WHAT THE TASK REQUIRES =>
Count the lines in the items below that contain the string "stone", matching case exactly, and reply with the number alone.

PROVIDED DATA =>
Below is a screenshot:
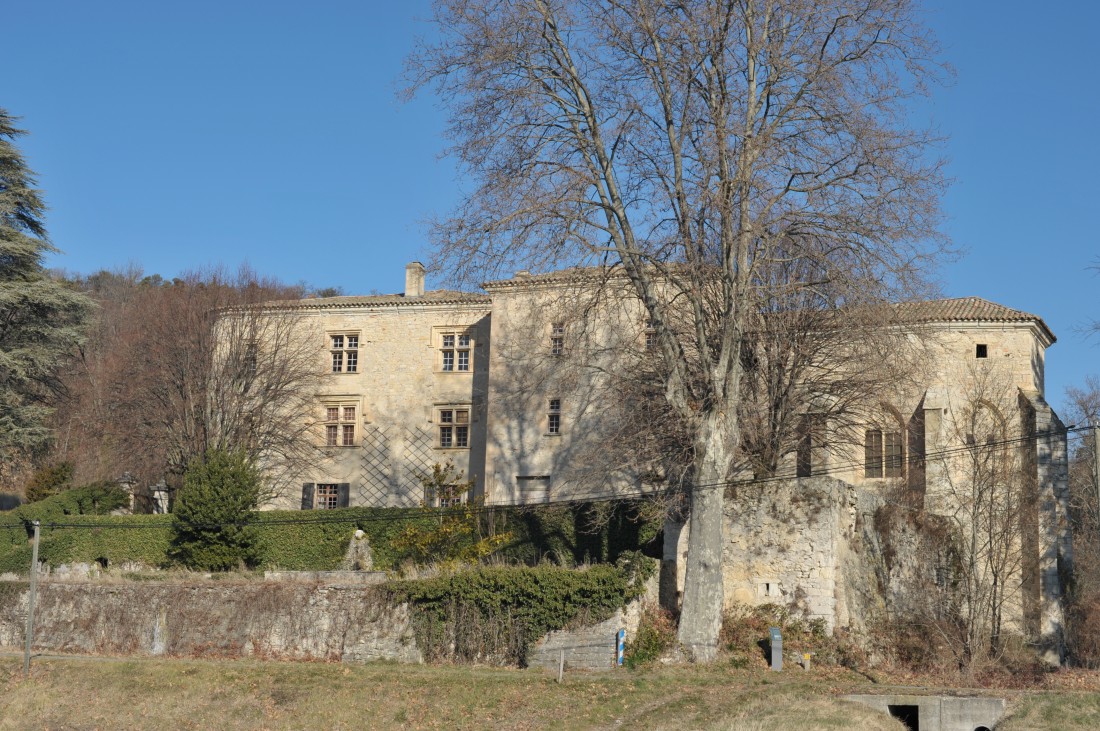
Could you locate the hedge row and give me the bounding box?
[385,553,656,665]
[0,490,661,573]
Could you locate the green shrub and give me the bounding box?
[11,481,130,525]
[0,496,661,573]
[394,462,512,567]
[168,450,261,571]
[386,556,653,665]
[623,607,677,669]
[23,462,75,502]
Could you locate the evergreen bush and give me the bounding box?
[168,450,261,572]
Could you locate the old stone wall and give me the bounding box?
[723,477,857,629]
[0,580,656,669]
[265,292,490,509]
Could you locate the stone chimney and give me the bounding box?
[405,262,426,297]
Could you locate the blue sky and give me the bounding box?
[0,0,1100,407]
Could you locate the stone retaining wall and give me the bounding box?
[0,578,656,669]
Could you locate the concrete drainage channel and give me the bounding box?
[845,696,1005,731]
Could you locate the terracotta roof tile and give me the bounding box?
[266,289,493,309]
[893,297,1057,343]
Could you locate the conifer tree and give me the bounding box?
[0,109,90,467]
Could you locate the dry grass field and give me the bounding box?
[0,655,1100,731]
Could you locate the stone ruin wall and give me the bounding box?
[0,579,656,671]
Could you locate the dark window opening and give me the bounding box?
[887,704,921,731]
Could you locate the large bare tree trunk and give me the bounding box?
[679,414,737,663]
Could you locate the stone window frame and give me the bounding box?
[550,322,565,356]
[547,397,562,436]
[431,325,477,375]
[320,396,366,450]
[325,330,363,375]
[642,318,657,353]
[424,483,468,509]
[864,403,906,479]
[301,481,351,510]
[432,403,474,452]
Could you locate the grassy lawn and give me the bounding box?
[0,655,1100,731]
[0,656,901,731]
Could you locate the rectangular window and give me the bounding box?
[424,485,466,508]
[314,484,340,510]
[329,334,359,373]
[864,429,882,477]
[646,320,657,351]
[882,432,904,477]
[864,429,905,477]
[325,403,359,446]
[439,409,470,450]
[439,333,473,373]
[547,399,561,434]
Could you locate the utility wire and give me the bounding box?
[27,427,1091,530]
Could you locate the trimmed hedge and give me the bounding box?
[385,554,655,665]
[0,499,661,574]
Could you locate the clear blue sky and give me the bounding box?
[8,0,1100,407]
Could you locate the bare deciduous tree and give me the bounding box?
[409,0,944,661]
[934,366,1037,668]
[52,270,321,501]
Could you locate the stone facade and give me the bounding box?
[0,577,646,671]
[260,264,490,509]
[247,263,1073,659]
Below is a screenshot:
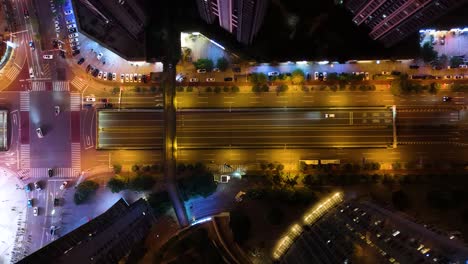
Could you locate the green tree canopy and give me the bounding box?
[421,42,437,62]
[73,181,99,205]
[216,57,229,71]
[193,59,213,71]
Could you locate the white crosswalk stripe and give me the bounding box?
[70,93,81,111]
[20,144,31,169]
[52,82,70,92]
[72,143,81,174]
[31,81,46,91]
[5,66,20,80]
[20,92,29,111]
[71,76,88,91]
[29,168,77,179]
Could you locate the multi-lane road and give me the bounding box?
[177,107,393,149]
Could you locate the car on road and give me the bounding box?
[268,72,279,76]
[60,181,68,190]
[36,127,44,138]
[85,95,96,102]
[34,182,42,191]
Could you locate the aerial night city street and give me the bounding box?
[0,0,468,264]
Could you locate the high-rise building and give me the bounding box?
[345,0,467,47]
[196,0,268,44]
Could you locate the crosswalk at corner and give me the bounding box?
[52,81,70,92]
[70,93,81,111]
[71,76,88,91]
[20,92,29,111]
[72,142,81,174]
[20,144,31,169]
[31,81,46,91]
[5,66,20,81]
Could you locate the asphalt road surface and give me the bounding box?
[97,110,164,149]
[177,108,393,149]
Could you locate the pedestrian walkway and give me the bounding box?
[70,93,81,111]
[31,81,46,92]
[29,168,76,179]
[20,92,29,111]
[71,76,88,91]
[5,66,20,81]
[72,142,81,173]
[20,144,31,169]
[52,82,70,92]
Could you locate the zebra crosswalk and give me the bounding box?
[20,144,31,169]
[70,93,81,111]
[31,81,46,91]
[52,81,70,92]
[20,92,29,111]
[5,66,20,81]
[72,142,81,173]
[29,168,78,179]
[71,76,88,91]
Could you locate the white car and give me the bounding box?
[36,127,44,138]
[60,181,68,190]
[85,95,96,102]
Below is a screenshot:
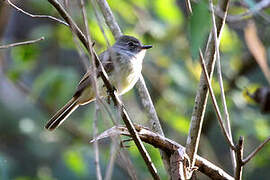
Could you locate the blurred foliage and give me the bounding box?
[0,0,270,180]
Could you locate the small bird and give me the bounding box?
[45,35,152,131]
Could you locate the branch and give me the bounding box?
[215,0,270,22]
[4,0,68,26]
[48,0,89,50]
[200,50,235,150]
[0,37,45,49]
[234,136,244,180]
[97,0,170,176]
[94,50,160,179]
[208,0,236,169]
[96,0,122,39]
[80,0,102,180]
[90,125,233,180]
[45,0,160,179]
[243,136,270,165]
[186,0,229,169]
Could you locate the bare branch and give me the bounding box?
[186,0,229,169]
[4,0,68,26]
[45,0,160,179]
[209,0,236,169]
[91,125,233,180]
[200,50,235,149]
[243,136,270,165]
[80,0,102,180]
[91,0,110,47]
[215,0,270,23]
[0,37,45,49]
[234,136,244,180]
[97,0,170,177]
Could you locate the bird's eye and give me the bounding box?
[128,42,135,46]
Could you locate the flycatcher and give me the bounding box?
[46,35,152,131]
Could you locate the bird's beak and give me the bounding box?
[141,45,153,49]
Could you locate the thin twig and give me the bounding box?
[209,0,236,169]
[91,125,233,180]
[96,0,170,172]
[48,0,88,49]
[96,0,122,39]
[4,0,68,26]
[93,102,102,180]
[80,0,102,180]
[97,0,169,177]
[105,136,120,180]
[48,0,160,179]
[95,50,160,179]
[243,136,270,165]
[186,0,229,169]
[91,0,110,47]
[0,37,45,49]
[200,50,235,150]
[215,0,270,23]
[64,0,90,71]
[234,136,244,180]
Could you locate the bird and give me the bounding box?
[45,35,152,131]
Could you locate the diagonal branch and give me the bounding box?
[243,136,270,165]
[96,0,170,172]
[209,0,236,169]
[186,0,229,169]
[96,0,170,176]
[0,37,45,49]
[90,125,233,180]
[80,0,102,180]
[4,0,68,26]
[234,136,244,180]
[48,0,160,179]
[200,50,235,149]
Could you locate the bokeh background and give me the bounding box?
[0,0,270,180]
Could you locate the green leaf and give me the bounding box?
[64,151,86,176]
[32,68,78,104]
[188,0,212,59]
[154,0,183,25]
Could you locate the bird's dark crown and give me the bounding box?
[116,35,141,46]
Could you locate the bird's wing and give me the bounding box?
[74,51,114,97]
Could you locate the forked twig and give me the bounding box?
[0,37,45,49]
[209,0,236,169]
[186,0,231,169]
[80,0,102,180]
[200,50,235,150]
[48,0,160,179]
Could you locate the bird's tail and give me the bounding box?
---
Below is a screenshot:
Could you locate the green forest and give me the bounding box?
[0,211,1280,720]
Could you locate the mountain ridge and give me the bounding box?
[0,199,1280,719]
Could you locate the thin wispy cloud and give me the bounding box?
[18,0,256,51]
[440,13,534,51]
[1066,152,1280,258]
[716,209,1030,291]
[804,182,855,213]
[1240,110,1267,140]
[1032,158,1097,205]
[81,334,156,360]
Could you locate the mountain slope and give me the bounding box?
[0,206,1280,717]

EXERCISE ANSWER =>
6